— Stated task —
Please pull out the lines beginning with the one containing "the orange excavator" and ending with the one containing "column 22, row 8", and reproduce them word for word.
-- Start of Provided records --
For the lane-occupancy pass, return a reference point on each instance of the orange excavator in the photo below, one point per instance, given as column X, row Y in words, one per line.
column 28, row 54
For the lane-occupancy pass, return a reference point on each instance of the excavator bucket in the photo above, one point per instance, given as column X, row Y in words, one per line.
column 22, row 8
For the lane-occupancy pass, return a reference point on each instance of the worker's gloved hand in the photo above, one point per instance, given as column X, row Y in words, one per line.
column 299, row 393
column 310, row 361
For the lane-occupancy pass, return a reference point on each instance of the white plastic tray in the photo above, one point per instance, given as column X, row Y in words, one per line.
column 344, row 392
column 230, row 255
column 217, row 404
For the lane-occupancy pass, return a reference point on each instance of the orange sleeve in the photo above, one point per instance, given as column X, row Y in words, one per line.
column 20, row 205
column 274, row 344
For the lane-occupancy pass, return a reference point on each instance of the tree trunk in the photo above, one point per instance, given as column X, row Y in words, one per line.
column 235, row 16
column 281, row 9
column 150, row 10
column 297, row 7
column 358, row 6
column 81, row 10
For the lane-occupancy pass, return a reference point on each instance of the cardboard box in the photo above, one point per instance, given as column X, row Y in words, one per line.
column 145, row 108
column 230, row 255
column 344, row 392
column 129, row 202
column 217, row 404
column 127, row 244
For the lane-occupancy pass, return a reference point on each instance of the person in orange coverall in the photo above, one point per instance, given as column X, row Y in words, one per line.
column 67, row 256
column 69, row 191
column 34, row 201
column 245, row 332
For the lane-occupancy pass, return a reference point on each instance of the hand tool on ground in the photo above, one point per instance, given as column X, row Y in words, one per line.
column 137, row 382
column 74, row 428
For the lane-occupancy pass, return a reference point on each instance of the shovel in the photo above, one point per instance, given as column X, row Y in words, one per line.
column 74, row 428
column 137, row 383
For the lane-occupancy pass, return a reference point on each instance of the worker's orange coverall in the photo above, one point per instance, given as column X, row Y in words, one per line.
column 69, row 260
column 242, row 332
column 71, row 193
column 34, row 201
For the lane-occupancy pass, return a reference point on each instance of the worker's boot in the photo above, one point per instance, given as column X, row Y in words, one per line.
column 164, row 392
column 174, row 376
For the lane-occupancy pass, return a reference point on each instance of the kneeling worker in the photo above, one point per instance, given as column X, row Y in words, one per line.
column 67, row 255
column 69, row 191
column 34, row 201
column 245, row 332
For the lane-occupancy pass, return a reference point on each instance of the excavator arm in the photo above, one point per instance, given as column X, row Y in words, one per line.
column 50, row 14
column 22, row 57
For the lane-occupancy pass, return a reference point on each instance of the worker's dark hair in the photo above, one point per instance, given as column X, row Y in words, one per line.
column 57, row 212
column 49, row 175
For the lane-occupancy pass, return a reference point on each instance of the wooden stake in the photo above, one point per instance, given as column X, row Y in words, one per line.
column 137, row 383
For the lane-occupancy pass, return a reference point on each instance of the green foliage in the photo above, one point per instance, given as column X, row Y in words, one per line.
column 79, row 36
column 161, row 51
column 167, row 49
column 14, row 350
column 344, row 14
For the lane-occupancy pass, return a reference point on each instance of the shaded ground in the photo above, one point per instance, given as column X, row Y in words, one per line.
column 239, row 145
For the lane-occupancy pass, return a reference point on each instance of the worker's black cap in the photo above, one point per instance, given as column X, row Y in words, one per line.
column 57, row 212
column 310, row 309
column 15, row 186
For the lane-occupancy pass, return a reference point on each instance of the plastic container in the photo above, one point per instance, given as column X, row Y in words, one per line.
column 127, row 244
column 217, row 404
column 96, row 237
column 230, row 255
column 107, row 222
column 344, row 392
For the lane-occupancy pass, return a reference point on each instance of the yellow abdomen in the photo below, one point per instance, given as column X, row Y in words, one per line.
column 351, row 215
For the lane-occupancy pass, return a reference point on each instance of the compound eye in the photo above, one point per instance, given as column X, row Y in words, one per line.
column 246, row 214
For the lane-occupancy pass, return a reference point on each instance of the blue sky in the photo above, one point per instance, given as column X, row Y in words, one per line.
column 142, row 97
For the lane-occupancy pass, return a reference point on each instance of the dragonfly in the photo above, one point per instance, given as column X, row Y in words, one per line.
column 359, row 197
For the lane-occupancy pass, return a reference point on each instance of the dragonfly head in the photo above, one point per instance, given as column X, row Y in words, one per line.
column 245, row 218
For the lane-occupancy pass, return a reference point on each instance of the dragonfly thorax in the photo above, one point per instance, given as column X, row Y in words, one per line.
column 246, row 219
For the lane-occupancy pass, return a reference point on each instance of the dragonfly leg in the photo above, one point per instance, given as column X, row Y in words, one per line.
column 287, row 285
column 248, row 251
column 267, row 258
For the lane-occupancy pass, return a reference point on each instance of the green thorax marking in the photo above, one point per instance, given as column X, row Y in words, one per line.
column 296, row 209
-- End of Provided records --
-- Start of Provided records --
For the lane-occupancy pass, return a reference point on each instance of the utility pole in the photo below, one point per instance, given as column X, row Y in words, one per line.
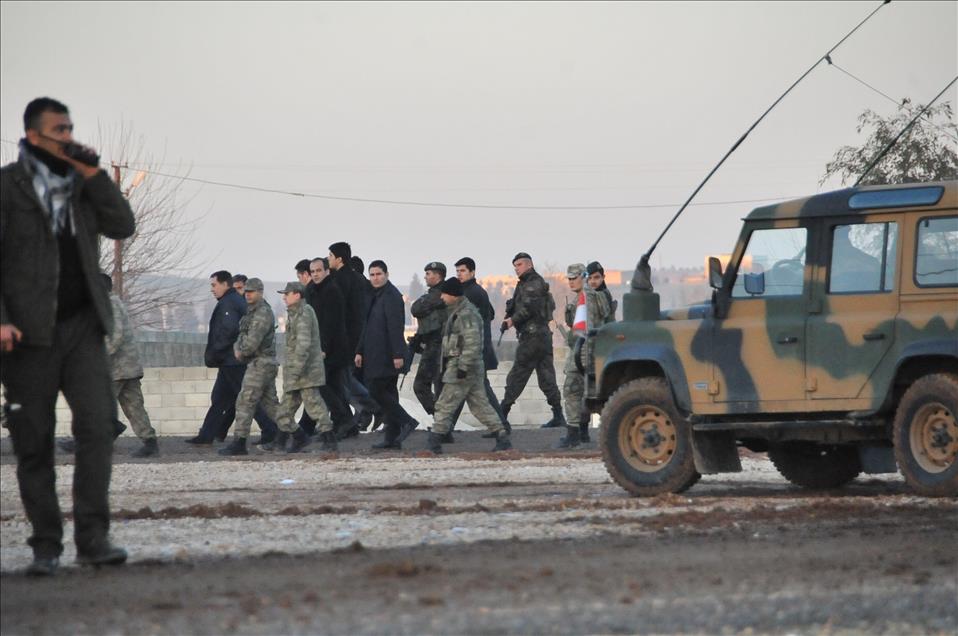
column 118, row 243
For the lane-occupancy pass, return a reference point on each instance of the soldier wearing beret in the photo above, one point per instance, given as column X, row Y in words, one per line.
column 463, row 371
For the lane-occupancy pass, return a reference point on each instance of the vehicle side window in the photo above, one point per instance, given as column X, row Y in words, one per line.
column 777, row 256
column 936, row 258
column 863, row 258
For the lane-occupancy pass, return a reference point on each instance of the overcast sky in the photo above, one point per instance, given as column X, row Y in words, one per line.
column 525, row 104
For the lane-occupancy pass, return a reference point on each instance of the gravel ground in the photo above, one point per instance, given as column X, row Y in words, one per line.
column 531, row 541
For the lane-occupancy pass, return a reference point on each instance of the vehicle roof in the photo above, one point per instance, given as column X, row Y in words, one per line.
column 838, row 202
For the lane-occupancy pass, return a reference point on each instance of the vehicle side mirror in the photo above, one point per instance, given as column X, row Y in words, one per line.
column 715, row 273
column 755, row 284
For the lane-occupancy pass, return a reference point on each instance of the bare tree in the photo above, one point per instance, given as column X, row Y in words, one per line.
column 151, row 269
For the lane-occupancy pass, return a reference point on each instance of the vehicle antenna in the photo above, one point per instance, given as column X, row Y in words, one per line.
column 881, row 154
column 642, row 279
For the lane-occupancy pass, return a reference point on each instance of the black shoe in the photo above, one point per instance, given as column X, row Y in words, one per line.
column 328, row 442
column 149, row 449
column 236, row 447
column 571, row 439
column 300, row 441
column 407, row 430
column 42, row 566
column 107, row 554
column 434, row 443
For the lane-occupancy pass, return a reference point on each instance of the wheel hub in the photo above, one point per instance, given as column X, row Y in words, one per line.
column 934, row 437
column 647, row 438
-- End of Provided records --
— Completed task —
For the lane-occupancy pass, return a reference point on each instance of the orange excavator in the photo below, one point per instance, given as column X, row Y in words, one per line.
column 28, row 54
For the lane-occupancy pass, return a reference point on each instance of the excavator bucket in the photo above, one point per instance, given as column X, row Y in words, one per line.
column 22, row 8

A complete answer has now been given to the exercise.